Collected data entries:
⟨

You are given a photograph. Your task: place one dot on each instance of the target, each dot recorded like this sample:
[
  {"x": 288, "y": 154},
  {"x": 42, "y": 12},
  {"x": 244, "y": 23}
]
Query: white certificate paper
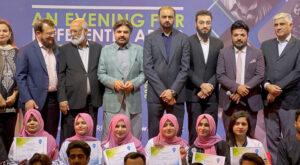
[
  {"x": 96, "y": 152},
  {"x": 237, "y": 152},
  {"x": 25, "y": 147},
  {"x": 168, "y": 155},
  {"x": 115, "y": 156},
  {"x": 208, "y": 159}
]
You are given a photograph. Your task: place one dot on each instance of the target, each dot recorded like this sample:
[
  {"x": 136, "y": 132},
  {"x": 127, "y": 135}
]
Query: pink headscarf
[
  {"x": 52, "y": 148},
  {"x": 175, "y": 140},
  {"x": 89, "y": 135},
  {"x": 207, "y": 143},
  {"x": 129, "y": 138}
]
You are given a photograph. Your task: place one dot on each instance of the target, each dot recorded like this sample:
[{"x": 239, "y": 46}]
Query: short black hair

⟩

What is needed:
Copy all of the lines above word for word, and leave the pictures out.

Answer to the exercise:
You are given a photograph. Your task: place one dot on each instance of the target, each dot recorded like this sample:
[
  {"x": 288, "y": 154},
  {"x": 42, "y": 12},
  {"x": 244, "y": 23}
]
Query: white certificate paper
[
  {"x": 96, "y": 152},
  {"x": 237, "y": 152},
  {"x": 25, "y": 147},
  {"x": 168, "y": 155},
  {"x": 115, "y": 156},
  {"x": 208, "y": 159}
]
You are given a photograph. Your task: place one dot on each instance of the target, each dot recorded like this sample:
[
  {"x": 136, "y": 132},
  {"x": 127, "y": 135}
]
Query: pink headscarf
[
  {"x": 52, "y": 148},
  {"x": 175, "y": 140},
  {"x": 89, "y": 135},
  {"x": 207, "y": 143},
  {"x": 129, "y": 138}
]
You are given a photograph. Your task: place one dot on each instance of the target, each dot recorded like this sample:
[{"x": 239, "y": 46}]
Query: short black hair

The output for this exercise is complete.